**EXERCISE OBJECTIVE:** In the text on childhood obesity below, what number of children aged 5-19 living with obesity is projected for 2030?

**SUPPLIED TEXT:**
━━━

In this post we highlight World Obesity recommendations for addressing obesity in children and call on Her Majesty’s Government to utilise the recommendations to drive policy addressing childhood obesity forward.

The United Nations Convention on the Rights of the Child outlines children’s rights and holds governments accountable to meet children’s basic needs.

The Convention specifically highlights the responsibility from States Parties to take appropriate measures to “combat disease and malnutrition” and “to ensure all segments of society, in particular parents and children, are informed, have access to education and are supported in the use of basic knowledge of child health and nutrition.”

Global problem

A brief look at the current global landscape shows that member States are not adequately upholding their responsibilities.

Around the world, numbers of childhood obesity are nearly doubling every 10 years: the estimated number of children aged 5-19 years living with obesity has increased from 86 million in 2010 to 158 million in 2020, and projected to reach 254 million in 2030. As it stands, no country is on track to meet the World Health Organisation (WHO) targets for obesity by 2025, which was modestly set at “no increase in obesity.”

━━━

**DATA UNDER STUDY:**
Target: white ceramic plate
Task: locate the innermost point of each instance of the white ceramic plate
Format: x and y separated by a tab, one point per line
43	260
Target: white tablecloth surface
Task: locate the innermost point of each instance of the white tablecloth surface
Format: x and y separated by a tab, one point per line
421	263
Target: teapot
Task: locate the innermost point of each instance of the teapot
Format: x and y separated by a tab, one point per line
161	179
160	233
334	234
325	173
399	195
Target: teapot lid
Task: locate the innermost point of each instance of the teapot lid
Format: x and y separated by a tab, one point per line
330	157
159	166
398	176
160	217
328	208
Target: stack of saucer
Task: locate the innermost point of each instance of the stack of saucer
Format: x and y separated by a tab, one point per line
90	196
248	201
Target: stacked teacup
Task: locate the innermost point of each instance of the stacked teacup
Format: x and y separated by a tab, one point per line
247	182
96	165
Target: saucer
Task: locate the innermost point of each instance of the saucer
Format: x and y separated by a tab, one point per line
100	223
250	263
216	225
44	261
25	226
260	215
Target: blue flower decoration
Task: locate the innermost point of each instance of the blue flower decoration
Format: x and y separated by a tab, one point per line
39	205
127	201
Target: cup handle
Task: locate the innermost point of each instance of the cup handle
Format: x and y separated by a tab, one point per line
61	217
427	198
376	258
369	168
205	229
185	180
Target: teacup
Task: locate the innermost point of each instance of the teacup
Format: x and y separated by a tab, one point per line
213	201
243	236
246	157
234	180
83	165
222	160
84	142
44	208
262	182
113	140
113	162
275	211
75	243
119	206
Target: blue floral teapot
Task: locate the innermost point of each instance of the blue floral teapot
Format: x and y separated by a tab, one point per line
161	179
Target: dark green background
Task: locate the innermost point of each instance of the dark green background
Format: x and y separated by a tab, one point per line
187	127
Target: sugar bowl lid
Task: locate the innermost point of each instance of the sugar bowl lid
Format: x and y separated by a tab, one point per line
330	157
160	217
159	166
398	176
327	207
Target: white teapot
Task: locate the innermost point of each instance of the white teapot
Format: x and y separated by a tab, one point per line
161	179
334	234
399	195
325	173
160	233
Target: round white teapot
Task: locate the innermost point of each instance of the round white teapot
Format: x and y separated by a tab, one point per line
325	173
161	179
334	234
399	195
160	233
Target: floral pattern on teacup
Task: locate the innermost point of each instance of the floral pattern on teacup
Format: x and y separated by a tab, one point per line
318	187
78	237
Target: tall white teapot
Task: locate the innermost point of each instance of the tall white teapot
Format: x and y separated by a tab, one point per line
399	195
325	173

━━━

**YOUR RESPONSE:** 254 million